#### Requirements
**A)** In the Roosevelt address, rewrite the paragraph beginning "Moreover, as an incident to your avowed work" as a short bulleted list that keeps its main points.
**B)** The Roosevelt address names the qualities that public school pupils will become imbued with. List all of them.
**C)** Continue the Roosevelt address with a further paragraph that follows on from its final sentence.

Popular Science Monthly/Volume 67/August 1905/Address of President Roosevelt Before the National Educational Association

Popular Science Monthly Volume 67 August 1905 (1905)
Address of President Roosevelt Before the National Educational Association
1426279Popular Science Monthly Volume 67 August 1905 — Address of President Roosevelt Before the National Educational Association1905

ADDRESS OF PRESIDENT ROOSEVELT BEFORE THE NATIONAL EDUCATIONAL ASSOCIATION.

I AM peculiarly pleased to have the chance of addressing this association, for in all this democratic land there is no more genuinely democratic association than this. It is truly democratic, because here each member meets every other member as his peer without regard to whether he is the president of one of the great universities or the newest recruit to that high and honorable profession which has in its charge the upbringing and training of those boys and girls who in a few short years will themselves be settling the destinies of this nation.

It is not too much to say that the most characteristic work of the republic is that done by the educators, by the teachers, for whatever our shortcomings as a nation may be—and we have certain shortcomings—we have at least firmly grasped the fact that we can not do our part in the difficult and all-important work of self-government, that we can not rule and govern ourselves unless we approach the task with developed minds, and with what counts for more even—with trained characters. You teachers make the whole world your debtors.

Of your profession this can be said with more truth than of any other profession, barring only that of the minister of the Gospel himself. If you—you teachers—did not do your work well this republic would not endure beyond the span of the generation.

Moreover, as an incident to your avowed work, you render some well-nigh unbelievable services to the country. For instance, you render to the republic the prime, the vital service of amalgamating into one homogeneous body the children alike of those who are born here and of those who come here from so many different lands lands abroad. You furnish a common training and common ideals for the children of all the mixed peoples who are being fused into one nationality. It is in no small degree due to you and to your efforts that we of this great American republic form one people instead of a group of jarring peoples. The pupils, no matter where they or their parents were born, who are being educated in our public schools will be sure to become imbued with that mutual sympathy, that mutual respect and understanding, which is absolutely indispensable for the working out of the problems we as people have before us.

And one service you render which I regard as wholly indispensable. In our country, where altogether too much prominence is given to the mere possession of wealth, we are under heavy obligations to such a body as this, which substitutes for the ideal of accumulating money the infinitely loftier, non-materialistic ideal of devotion to work worth doing simply for that work's sake.

I do not in the least underestimate the need of having material prosperity as the basis of our civilization, but I most earnestly insist that if our civilization does not build a lofty superstructure on this basis, we can never rank among the really great peoples.

#### Dataset content
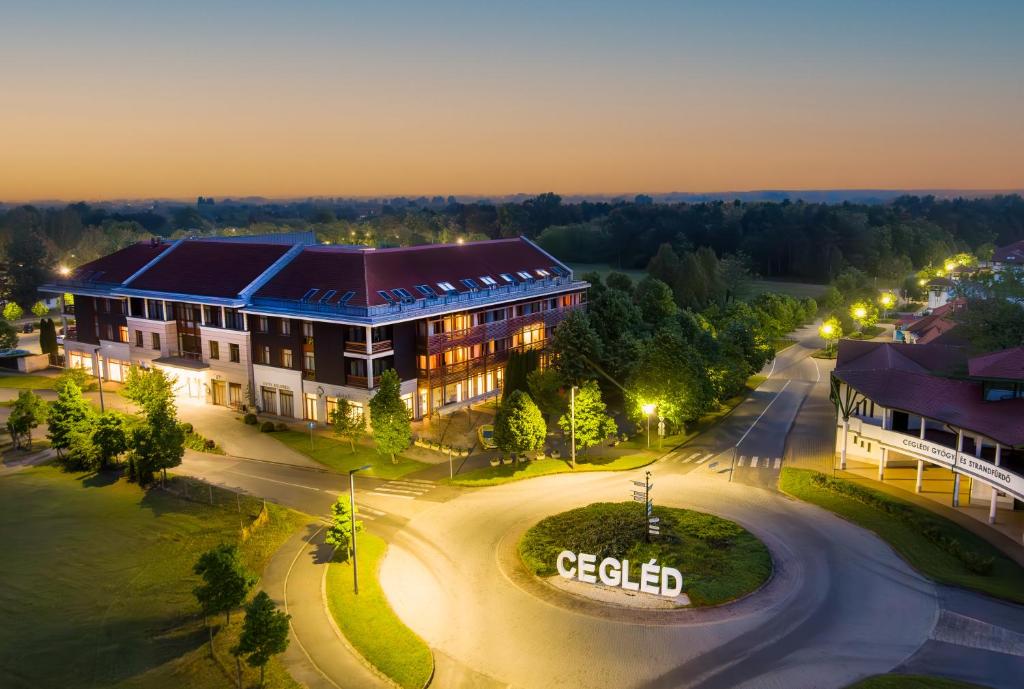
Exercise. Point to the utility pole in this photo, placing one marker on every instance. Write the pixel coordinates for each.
(572, 423)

#### Expected responses
**A)**
- Beyond their stated work, teachers do nearly unbelievable services for the country.
- They merge children born here and children who come from many lands abroad into one body.
- They give the children of all these mixed peoples common training and common ideals, so that they are fused into one nationality.
- Because of them, the republic is one people, not a group of jarring peoples.
- Public school pupils, wherever they or their parents were born, will gain the mutual sympathy, respect and understanding needed to solve the nation's problems.

**B)**
- Mutual sympathy
- Mutual respect
- Understanding

**C)**
A certain amount of money is of course a necessary thing, as much for the nation as for the individual; and there are few movements in which I more thoroughly believe than in the movement to secure better remuneration for our teachers.

But, after all, the service you render is incalculable, because of the very fact that by your lives you show that you believe ideals to be worth sacrifice and that you are splendidly eager to do non-remunerative work if this work is of good to your fellow-men.

To furnish in your lives such a realized high ideal is to do a great service to the country. The chief harm done by the men of swollen fortune to the community is not the harm that the demagogue is apt to depict as springing from their actions, but the fact that their success sets up a false standard, and so serves as a bad example for the rest of us. If we did not ourselves attach an exaggerated importance to the rich man who is distinguished only by his riches, this rich man would have a most insignificant influence over us.

I want to interject something here that will make you keep your mind on the real meaning of my words. I am speaking of the rich man who thinks only of his riches, not of the rich man who uses his wealth rightly and regards it as means to an end. It is well, in this connection, to remember the explanation of the parable in the Bible about the difficulty encountered by the rich man who wants to get into heaven. It says that such entrance shall be difficult for 'the rich man who trusteth in his riches.' I am here talking just of rich men who trust in their riches, not of those who are good citizens and first-class men, for those of the latter class are entitled to the same respect as any other men.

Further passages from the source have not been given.